(Records from a collection)
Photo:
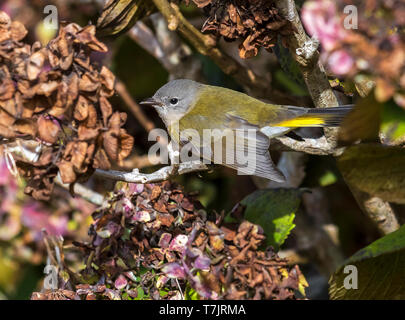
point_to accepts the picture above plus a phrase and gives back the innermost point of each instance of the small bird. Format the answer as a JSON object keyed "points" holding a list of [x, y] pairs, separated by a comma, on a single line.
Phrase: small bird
{"points": [[185, 104]]}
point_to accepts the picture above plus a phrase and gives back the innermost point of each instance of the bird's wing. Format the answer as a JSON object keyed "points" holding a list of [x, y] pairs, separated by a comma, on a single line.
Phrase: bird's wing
{"points": [[238, 145]]}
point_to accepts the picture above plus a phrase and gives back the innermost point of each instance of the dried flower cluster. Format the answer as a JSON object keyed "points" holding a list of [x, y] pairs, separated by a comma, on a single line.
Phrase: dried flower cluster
{"points": [[376, 47], [57, 97], [256, 22], [156, 241]]}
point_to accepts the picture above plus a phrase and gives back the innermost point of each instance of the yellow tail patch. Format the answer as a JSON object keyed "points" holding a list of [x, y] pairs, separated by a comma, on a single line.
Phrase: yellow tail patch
{"points": [[305, 121]]}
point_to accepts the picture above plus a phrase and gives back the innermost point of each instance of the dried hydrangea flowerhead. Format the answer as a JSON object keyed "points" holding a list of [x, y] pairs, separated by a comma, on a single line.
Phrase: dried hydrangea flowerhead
{"points": [[256, 23], [156, 239], [57, 97]]}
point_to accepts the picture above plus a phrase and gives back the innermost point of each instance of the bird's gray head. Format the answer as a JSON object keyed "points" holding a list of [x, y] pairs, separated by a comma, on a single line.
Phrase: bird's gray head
{"points": [[173, 100]]}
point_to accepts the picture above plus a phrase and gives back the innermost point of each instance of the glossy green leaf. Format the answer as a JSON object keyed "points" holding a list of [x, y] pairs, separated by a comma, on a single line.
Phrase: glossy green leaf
{"points": [[379, 268], [375, 169], [274, 210]]}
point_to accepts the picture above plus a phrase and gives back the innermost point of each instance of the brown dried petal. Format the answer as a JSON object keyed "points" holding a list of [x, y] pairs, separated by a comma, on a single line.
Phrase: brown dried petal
{"points": [[26, 126], [101, 160], [48, 130], [67, 172], [81, 109], [106, 109], [18, 31], [35, 65], [79, 153]]}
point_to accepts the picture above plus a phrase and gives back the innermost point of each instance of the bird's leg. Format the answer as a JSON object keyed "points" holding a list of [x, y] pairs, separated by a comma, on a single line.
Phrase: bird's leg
{"points": [[174, 156]]}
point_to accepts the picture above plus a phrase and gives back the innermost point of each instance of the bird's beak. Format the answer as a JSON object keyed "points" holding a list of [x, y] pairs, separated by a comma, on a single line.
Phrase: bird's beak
{"points": [[151, 102]]}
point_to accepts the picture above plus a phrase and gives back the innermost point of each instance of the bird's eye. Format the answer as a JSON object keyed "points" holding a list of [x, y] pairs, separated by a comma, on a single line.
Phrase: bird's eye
{"points": [[174, 101]]}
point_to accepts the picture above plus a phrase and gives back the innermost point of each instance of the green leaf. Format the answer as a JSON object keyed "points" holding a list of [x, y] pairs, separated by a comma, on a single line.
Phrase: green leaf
{"points": [[393, 123], [274, 210], [375, 169], [191, 294], [120, 15], [380, 271]]}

Assignment → Restate the data above word for word. Skip every picture.

Answer space →
Photo:
point_to accepts the picture above plus a phrase and gives back the innermost point of each instance of the small bird. Format the answer as a JSON object keyed "points" holding a list of [x, y] pairs, separated by a comma, on a single line.
Phrase: small bird
{"points": [[185, 104]]}
point_to accepts the picture above plus a phrase and gives back the innermost point of each instance of the bird's wing. Format the answer as a JSON object keyed "points" holding a list of [x, y] pairs, separated by a comma, on a single line.
Phrase: bird's wing
{"points": [[238, 145]]}
point_to accepts the picture above plus a phrase and gives back the innermost point of each instance of the dried flower cluster. Format the answer as a JSON object keyed "points" holding a list of [x, y] pairs, separated by a comma, on a single line.
Phrase: dried flower cluster
{"points": [[376, 47], [57, 97], [256, 22], [156, 241]]}
point_to accepts the picture above plus a phrase and gives back the innermost point of each instance of the yellow tail patch. Format the answer as a JSON object keyed "points" holding a list of [x, y] pairs, separated by a comma, on a single line.
Phrase: yellow tail patch
{"points": [[305, 121]]}
point_to accepts the picture above plus a phrase and gives back the innermost point of each instance of the dried hydrangea flowerhead. Format the answer as a JSON object keyed "points" holding a list of [x, y] pairs, separated by a comma, on a single line.
Phrase: dried hydrangea flowerhead
{"points": [[256, 23], [156, 239], [57, 97]]}
point_to accepts the picture above plus a phrase and gives back the innermost point of each instance of the bird's gray head. Format the answer as a JSON object keyed "points" holding a list of [x, y] pairs, separated by a comma, on a single line.
Phrase: bird's gray head
{"points": [[173, 100]]}
point_to accepts the picture above plus a phrase and gives back the innermost point of each instance of the glossy green leaf. Format the answer as a JSON object keyed "points" holding a list of [x, y] pairs, separated by a comma, on a single line.
Phrase: glossy green leaf
{"points": [[379, 268], [375, 169], [274, 210]]}
point_to accepts the picture above plus a phrase and gives back the innermost point of each instance of the brown dried petal. Format the answer as a JSON object keyed "points" holding a list of [x, y] pairs, separated by a comma, on a single line.
Phrase: brown dried petal
{"points": [[26, 126], [101, 160], [48, 130], [67, 172], [81, 109], [106, 109], [18, 31], [35, 65], [79, 153]]}
point_to accepts the picture above plus a phrase and gives back the innermost point of each instance of the bird's leg. Format the answer as a JSON object keyed "points" holding a list of [x, y] pairs, separated by a comma, on a single line.
Phrase: bird's leg
{"points": [[174, 156]]}
point_to accepts the picture above plus a phrase and gives back the innermost point of each instance of the bird's beak. Format the answer as a JSON object keyed "points" holding a list of [x, y] pairs, separated by a comma, on a single line.
Phrase: bird's beak
{"points": [[151, 102]]}
point_to accepts the picture above plus a phrase and gives back the innermost point of each instance of the bird's eye. Format the answer as a JSON object keyed "points" holding a list of [x, y] pairs, separated by a comma, on a single line.
Phrase: bird's eye
{"points": [[174, 101]]}
point_to accepts the picture above plus a phrase and gives back the innermost point of each instance of the green leaf. Format the answer as a JSON object keyed "points" holding a list of [x, y] pairs, separated by a comma, on a single line.
Phrase: green leaf
{"points": [[393, 123], [274, 210], [375, 169], [191, 294], [120, 15], [380, 271]]}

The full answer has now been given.